**INSTRUCTIONS FOR THE TASK**:
Gather every line of the material below that contains the word "wolf", and copy each of those lines in full.

**RECORDED INFORMATION**:
——————————

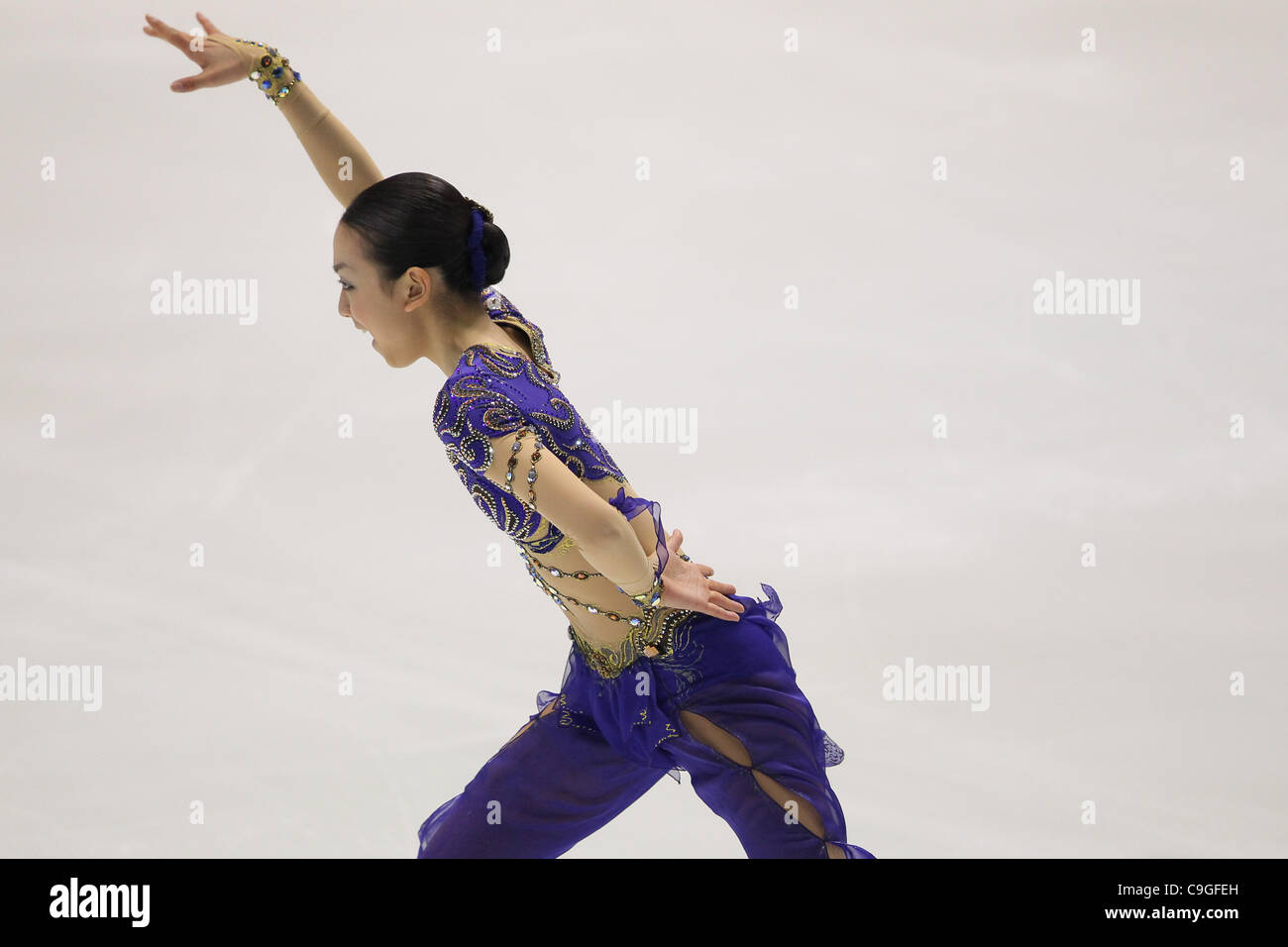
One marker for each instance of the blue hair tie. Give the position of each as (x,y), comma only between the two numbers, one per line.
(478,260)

——————————

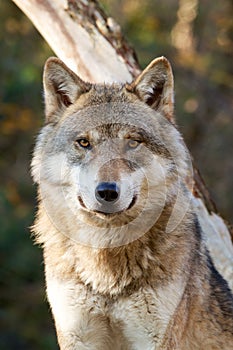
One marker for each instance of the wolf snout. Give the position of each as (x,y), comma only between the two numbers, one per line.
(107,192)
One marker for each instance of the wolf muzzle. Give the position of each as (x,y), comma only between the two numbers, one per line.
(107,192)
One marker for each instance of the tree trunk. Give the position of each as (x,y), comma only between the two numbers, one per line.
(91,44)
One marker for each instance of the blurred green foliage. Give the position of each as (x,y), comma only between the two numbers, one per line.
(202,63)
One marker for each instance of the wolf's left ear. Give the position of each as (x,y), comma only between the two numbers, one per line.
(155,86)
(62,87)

——————————

**TASK ANSWER**:
One marker for each instance of the wolf snout. Give the position of each as (x,y), comma only between the two numbers, one per line.
One marker for each instance of the wolf muzzle. Give the position of each as (x,y), comma only between the two numbers, one per line.
One marker for each instance of the wolf's left ear. Give the position of each as (x,y), comma only between the two numbers, one per line.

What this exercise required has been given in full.